#### [EXERCISE PROMPT]
Which lines of the material contain the word "finial"? Report each of them in full.

#### [DATASET ROWS]

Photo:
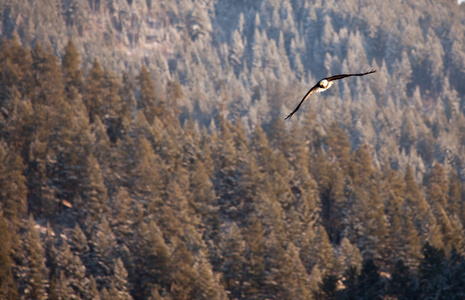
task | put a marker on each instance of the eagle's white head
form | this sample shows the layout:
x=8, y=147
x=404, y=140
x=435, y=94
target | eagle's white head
x=324, y=84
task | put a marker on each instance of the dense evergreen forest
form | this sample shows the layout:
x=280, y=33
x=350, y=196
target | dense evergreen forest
x=144, y=155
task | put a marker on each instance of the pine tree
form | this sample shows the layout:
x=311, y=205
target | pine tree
x=12, y=185
x=233, y=261
x=8, y=289
x=149, y=102
x=33, y=276
x=119, y=281
x=71, y=63
x=93, y=91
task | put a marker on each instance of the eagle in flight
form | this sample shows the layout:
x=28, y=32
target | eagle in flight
x=324, y=84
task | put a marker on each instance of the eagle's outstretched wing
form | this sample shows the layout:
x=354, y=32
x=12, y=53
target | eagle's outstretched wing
x=311, y=91
x=337, y=77
x=329, y=79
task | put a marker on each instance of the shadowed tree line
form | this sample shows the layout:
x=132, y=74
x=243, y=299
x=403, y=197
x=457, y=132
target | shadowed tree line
x=105, y=194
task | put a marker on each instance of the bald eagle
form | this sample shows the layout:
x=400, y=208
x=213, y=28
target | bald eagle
x=324, y=84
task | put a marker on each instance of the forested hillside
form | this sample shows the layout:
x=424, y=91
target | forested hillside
x=144, y=155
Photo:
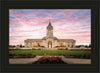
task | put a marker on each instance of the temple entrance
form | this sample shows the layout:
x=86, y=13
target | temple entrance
x=49, y=44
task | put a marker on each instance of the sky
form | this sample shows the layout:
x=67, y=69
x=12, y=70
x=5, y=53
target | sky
x=67, y=24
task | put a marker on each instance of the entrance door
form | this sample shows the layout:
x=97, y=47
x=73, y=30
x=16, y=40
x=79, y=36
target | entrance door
x=49, y=44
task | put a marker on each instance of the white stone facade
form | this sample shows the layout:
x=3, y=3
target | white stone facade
x=50, y=41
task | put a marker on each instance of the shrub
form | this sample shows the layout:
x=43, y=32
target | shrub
x=50, y=60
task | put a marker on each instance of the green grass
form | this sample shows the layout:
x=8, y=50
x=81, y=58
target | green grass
x=51, y=52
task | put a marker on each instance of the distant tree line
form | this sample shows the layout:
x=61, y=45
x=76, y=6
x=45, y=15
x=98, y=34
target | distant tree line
x=16, y=45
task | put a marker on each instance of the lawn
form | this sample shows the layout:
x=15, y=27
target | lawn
x=51, y=52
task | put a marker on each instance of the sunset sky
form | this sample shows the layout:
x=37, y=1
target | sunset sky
x=67, y=24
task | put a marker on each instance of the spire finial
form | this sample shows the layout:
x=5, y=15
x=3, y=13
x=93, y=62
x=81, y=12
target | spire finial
x=49, y=23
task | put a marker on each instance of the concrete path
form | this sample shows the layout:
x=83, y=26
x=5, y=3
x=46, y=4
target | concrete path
x=31, y=60
x=76, y=60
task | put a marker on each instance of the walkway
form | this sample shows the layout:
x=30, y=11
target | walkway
x=31, y=60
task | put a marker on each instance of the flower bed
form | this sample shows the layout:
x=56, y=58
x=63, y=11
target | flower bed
x=16, y=55
x=50, y=60
x=77, y=56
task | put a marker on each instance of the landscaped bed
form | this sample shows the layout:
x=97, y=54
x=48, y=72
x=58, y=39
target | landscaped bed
x=78, y=56
x=33, y=53
x=49, y=60
x=16, y=55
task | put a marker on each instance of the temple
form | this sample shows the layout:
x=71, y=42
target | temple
x=49, y=41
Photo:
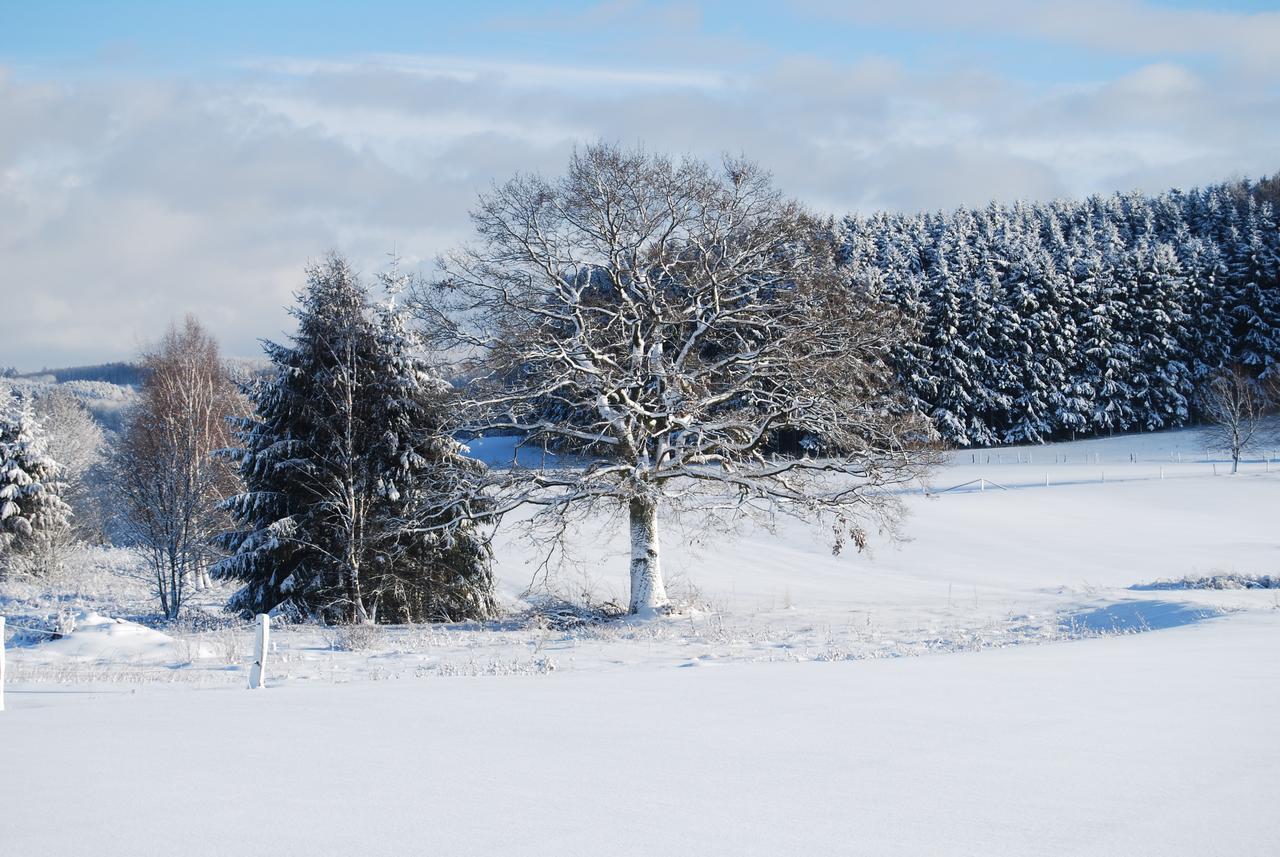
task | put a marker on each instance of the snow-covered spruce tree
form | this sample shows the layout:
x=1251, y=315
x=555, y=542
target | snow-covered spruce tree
x=35, y=521
x=685, y=319
x=77, y=443
x=347, y=473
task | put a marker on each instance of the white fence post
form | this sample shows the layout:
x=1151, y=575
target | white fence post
x=257, y=673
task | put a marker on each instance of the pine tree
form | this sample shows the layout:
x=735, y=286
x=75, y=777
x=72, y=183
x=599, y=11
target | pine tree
x=346, y=464
x=33, y=517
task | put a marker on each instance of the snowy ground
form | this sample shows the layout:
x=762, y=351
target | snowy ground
x=1043, y=718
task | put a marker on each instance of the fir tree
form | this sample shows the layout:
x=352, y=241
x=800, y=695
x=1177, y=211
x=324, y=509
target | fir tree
x=346, y=471
x=33, y=517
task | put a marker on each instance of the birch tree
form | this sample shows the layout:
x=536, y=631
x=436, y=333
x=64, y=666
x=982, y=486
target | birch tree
x=1233, y=403
x=685, y=331
x=167, y=480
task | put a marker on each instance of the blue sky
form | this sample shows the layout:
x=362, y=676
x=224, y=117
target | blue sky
x=164, y=157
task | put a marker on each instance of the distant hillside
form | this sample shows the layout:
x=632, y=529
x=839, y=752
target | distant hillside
x=120, y=374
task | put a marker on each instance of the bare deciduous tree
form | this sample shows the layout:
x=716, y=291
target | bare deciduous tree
x=686, y=331
x=1233, y=403
x=169, y=482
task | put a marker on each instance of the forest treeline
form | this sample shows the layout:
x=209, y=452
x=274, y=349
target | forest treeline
x=1038, y=321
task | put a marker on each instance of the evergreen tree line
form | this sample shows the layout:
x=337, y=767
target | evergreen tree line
x=1040, y=321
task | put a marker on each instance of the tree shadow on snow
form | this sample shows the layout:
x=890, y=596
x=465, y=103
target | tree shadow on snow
x=1133, y=617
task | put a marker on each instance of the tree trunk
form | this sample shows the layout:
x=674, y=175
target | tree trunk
x=648, y=592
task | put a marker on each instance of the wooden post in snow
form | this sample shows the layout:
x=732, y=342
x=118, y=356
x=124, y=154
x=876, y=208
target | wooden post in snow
x=257, y=673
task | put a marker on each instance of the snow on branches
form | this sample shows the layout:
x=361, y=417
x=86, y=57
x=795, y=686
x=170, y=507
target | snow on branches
x=688, y=333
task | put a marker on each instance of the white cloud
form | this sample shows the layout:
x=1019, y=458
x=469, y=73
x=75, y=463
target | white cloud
x=128, y=202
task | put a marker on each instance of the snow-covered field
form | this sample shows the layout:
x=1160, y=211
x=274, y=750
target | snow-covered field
x=784, y=710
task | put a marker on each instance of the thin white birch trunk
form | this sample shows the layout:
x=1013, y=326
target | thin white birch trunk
x=648, y=591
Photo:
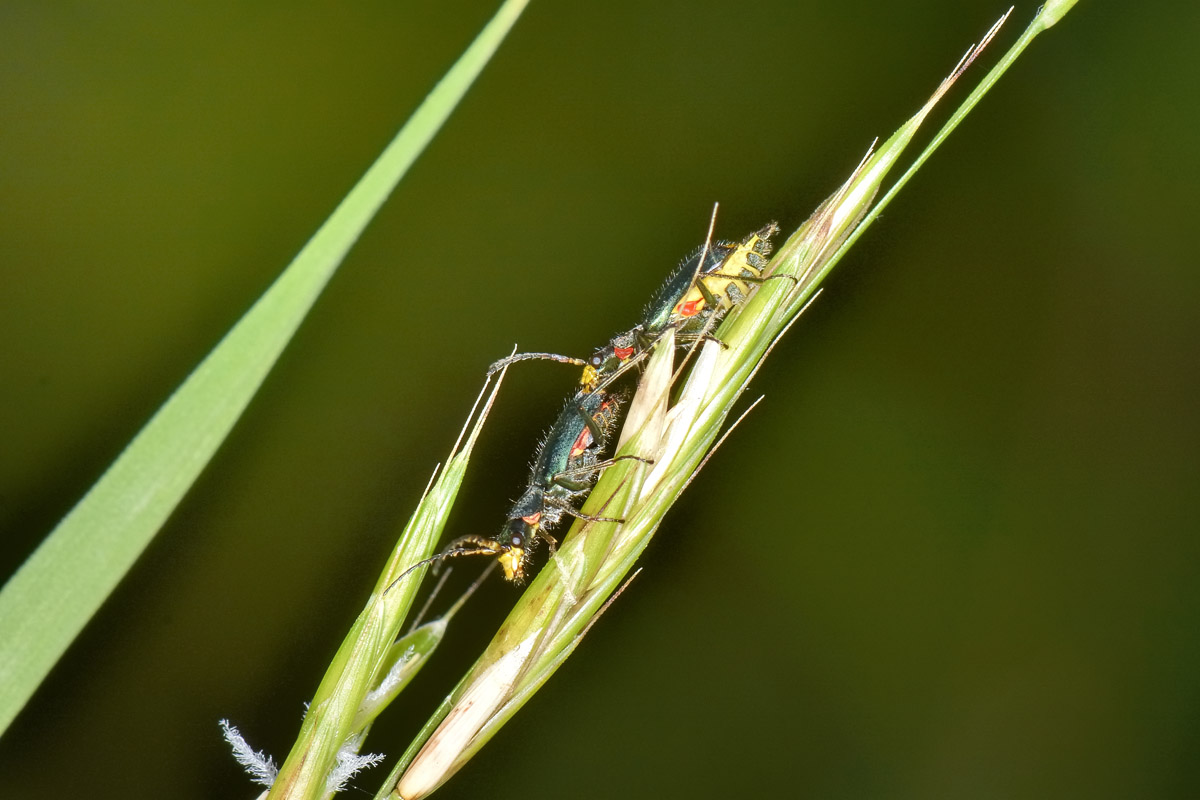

#### [RESPONSE FOR THIS EXERCISE]
task | put a marker on each instance of the spire finial
target | spire finial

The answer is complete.